Source extract:
--------

* Chinese firms take 170 days to turn working capital to cash
* Companies owe and are owed more than any time since 2006
* Firms complain of difficulties getting bank loans
* P2P lending more than tripled in first two months of 2016
* Companies increasingly selling receivables to discounters
By Adam Jourdan and Umesh Desai
SHANGHAI/HONG KONG, March 24 (Reuters) - Chinese companies, with ever more cash tied up in stocks and unpaid bills, are facing their tightest liquidity crunch in a decade, according to a Reuters analysis, forcing some into more costly and less secure borrowing to stay afloat.
The analysis of Chinese listed companies that have reported 2015 earnings shows it takes them almost 170 days to turn working capital - broadly the net amount tied up in stocks and bills payable and receivable - into cash.
For the 141 of the companies that have been around for at least a decade, the figure is 130 days, compared with roughly one month 10 years ago, and both the amount clients owe them and the amount they owe suppliers are at the highest level since at least 2006.
The figures demonstrate the growing strains on Chinese companies as banks, chastened by a doubling in bad loans last year, become increasingly reluctant to lend into China’s slowing economy.
Banks prefer to lend to state-owned enterprises, rather than the smaller businesses that provide 80 percent of urban employment and 60 percent of GDP, so rate cuts and monetary easing steps from China’s central bank are not making life much easier for them.
“The last two years, people often say things are okay, but then don’t pay up,” said a manager at Shandong Wansheng Stainless Steel in eastern China, who gave his surname as Wang.
“It has a big impact; it means we don’t have enough capital and have to find other channels.”
The squeeze is particularly acute for small businesses like Gangye Machinery in Suzhou, eastern China, which have less clout with suppliers and lenders alike.
Pan Zhengqiang, who owns the firm, said his clients are taking two to three months to pay, up from one to two months a year ago, and his bills are piling up and his staff still need paying.
He wants a bank loan, but says the banks have too many conditions for people like him, and they always find a reason to turn him down.
“If I can’t get a loan there, then I have to go to relatives or friends,” said Pan. “If I can’t even borrow from them, then the only options left are microcredit firms and loan sharks.”
The unmet needs of people like Wang and Pan are fuelling a boom in alternative lending such as online loans brokered on peer-to-peer (P2P) platforms, in a country where regulators are already fretting about the hidden risks in its sprawling shadow banking industry.
P2P loans shot up in the first two months of the year to hit 243 billion yuan ($37 billion), versus 69 billion for the same period in 2015.
They quadrupled in 2015 to 982 billion yuan, according to industry data provider Wangdaizhijia.

--------

Data items:
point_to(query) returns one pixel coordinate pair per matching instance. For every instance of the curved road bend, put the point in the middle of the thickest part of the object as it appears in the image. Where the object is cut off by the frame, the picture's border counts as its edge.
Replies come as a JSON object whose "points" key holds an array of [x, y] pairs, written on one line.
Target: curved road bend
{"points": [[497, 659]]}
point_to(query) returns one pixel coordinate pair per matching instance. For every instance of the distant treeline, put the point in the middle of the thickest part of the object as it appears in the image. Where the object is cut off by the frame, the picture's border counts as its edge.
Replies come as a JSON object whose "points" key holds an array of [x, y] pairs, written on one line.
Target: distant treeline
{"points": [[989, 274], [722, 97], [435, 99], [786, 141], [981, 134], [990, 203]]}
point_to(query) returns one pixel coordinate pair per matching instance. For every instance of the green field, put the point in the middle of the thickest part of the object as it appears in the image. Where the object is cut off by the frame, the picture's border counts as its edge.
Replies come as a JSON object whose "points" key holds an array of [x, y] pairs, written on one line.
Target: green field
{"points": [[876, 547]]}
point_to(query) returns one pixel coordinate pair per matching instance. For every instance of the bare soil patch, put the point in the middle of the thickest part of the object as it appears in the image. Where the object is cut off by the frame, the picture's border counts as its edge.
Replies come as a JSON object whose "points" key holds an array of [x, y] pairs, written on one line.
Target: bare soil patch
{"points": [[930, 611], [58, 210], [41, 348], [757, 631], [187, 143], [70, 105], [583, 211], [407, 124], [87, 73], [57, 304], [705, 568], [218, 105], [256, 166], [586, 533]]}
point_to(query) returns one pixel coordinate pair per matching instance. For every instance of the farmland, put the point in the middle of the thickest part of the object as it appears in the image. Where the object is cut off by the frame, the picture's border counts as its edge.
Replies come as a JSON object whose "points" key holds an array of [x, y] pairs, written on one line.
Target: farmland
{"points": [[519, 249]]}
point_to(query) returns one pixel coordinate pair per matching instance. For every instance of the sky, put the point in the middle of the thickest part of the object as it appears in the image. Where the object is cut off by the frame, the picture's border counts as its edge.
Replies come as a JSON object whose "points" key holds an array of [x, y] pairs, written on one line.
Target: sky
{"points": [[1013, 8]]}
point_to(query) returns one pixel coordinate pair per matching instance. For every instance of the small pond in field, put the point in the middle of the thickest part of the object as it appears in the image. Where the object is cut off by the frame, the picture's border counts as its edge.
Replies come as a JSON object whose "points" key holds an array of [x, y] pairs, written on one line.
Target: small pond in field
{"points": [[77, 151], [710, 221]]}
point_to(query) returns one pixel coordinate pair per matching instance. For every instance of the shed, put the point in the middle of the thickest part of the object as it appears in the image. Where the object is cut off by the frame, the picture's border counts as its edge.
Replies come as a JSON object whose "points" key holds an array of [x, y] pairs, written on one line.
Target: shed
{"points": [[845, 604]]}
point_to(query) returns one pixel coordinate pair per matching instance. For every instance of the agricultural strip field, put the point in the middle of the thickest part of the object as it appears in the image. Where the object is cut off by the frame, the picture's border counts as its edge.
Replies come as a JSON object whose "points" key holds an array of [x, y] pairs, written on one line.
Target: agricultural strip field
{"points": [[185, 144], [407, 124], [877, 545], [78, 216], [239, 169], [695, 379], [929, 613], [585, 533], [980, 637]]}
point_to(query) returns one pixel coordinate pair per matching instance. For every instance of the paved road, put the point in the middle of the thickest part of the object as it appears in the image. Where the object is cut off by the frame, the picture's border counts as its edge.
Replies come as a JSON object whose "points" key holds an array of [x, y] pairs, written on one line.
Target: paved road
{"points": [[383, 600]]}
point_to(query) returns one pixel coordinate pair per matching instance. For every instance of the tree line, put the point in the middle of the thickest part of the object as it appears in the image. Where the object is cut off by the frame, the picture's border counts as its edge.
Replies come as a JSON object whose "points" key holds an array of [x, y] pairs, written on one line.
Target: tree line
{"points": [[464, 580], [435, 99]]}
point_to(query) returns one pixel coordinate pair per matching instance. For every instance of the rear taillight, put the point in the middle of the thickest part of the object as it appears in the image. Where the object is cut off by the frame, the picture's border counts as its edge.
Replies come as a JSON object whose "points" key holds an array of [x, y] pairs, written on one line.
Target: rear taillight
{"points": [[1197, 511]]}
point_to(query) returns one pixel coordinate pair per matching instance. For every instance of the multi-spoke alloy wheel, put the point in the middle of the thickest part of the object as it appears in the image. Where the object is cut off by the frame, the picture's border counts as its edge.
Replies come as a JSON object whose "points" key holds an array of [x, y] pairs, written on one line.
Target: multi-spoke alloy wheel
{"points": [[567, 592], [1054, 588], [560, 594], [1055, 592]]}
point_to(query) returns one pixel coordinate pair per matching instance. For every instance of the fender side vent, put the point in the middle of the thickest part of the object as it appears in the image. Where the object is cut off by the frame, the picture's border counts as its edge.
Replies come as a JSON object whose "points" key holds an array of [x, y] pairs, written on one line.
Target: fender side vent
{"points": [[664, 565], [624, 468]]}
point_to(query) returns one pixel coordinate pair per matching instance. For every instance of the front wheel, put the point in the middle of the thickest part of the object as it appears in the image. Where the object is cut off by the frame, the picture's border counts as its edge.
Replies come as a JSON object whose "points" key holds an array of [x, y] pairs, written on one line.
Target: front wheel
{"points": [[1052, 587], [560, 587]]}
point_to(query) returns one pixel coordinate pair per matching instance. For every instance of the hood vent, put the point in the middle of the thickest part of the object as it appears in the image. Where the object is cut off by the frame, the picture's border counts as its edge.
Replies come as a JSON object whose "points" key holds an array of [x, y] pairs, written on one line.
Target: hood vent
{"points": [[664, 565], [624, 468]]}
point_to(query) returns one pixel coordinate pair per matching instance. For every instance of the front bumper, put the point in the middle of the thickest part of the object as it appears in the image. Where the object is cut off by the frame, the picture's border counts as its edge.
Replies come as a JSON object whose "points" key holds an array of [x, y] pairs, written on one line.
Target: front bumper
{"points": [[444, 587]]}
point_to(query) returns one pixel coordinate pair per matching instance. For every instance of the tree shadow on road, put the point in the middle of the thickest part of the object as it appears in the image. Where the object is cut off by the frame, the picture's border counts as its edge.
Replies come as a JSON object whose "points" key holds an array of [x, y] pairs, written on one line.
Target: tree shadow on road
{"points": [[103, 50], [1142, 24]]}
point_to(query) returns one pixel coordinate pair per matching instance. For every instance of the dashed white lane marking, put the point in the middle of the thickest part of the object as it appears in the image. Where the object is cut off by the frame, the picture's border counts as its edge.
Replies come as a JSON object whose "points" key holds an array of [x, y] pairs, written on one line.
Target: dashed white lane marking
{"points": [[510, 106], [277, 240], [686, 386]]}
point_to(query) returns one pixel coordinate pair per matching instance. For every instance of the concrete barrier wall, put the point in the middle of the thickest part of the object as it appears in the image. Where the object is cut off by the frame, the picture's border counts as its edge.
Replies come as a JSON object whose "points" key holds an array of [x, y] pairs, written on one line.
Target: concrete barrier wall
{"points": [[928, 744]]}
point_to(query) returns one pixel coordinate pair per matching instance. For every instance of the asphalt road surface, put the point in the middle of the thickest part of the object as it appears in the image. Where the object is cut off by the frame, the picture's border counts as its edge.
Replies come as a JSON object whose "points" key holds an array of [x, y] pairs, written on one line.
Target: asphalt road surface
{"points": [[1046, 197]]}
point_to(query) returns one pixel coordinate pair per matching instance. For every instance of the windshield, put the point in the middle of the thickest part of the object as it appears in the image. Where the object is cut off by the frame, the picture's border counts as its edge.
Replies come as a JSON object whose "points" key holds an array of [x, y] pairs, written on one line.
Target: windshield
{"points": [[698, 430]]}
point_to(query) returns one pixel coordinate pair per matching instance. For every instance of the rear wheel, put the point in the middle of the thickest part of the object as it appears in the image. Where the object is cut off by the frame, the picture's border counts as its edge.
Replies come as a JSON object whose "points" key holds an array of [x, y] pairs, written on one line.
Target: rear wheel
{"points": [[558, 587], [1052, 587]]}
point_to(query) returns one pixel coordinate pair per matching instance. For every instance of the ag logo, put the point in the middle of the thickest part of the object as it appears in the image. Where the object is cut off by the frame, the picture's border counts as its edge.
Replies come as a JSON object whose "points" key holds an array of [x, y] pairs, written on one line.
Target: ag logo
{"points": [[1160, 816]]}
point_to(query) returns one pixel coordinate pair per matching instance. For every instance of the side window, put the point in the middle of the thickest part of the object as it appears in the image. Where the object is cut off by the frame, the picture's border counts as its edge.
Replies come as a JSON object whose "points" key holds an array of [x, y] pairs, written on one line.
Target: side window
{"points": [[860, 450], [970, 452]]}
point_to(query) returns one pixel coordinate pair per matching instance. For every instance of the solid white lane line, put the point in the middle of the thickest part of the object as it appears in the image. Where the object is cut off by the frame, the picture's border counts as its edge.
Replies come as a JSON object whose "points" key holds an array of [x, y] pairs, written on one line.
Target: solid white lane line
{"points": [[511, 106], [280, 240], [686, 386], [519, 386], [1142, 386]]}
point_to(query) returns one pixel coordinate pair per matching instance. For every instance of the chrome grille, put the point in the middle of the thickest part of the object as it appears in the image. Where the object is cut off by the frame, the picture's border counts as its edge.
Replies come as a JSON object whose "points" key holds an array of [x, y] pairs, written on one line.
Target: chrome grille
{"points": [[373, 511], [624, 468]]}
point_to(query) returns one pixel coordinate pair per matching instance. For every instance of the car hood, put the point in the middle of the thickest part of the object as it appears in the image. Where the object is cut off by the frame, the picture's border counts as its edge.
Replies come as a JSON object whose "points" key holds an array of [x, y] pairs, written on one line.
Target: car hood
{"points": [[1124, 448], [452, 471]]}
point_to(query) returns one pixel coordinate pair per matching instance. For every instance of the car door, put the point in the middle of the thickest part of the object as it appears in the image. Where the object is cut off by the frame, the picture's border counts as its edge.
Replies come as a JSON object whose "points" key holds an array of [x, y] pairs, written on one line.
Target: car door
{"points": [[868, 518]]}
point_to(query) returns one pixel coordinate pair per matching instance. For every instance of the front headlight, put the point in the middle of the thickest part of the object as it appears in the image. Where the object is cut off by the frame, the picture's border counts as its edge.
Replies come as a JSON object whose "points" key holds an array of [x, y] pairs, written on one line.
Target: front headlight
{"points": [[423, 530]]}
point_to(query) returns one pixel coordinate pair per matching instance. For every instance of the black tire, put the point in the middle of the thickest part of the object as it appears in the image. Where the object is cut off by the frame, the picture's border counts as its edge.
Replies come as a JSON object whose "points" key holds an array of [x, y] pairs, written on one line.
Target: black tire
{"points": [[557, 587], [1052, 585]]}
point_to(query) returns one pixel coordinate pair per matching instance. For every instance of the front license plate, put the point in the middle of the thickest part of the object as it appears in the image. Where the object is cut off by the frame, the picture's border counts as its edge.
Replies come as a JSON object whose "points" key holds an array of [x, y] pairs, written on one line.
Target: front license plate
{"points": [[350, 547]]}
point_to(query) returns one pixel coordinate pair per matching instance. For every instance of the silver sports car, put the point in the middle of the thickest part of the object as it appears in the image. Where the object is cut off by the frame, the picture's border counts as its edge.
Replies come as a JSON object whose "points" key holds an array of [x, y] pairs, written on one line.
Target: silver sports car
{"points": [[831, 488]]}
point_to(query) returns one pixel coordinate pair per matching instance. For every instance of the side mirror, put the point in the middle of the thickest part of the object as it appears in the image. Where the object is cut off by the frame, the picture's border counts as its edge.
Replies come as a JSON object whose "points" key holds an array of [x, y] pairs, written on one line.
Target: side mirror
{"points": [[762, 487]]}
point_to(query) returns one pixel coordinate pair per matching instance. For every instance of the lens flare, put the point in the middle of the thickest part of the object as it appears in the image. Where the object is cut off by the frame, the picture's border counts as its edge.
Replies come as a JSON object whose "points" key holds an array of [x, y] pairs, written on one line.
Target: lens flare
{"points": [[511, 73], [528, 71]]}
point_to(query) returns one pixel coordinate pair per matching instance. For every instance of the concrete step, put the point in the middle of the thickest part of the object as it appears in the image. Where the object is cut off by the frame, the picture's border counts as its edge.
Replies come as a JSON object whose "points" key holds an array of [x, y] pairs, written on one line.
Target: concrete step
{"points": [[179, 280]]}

--------

Task to carry out: Pick up the article on Chinese companies' cash crunch after its last sentence and carry it further. The rows have no connection to the article on Chinese companies' cash crunch.

Output for this exercise:
P2P loans are more costly than bank loans, but they are quick, and speed can be critical to businessmen facing a cashflow crunch.
“They run a business and don’t need to wait for three months before you are able to tell them that they are qualified (for a loan) or not,” said Soul Htite, chief executive of online lender Dianrong.com, echoing complaints from small firms who say they struggle to borrow through regular channels.
Dianrong.com now has 2,700 employees, and its loan volumes grew over tenfold last year against 2014, Htite said.
Businesses are also increasingly resorting to selling their unpaid bills to a third party, suffering a discount on the face value of the debt but getting immediate access to cash.
Discounted bills now amount to 46 percent of the total, up from 20 percent at the end of 2013, according to research firm CreditSights - its highest level since monthly data began in 2011.
With China’s growth set to slow further from its 25-year low in 2015, and wary consumers paring back their spending, the cash crunch for businesses can only get worse.
GMM Nonstick Coatings, which has a plant in Guangdong province making coatings for rice cookers and saucepans, said its China sales, which account for 10 to 20 percent of its total, are down 15 percent so far in 2016.
“When consumer (appetite) starts to dip, stuff isn’t moving off the retailer’s shelf,” said CEO Ravin Gandhi.
“As soon as the retailer sees that, they take their foot off the gas pedal for their suppliers.”
That is already having consequences for GMM’s trade debtors; it is now imposing a 45-day payment period on domestic buyers, down from 60 days at the end of 2015.
“It ripples all the way down the line,” said Gandhi. ($1 = 6.4873 Chinese yuan renminbi)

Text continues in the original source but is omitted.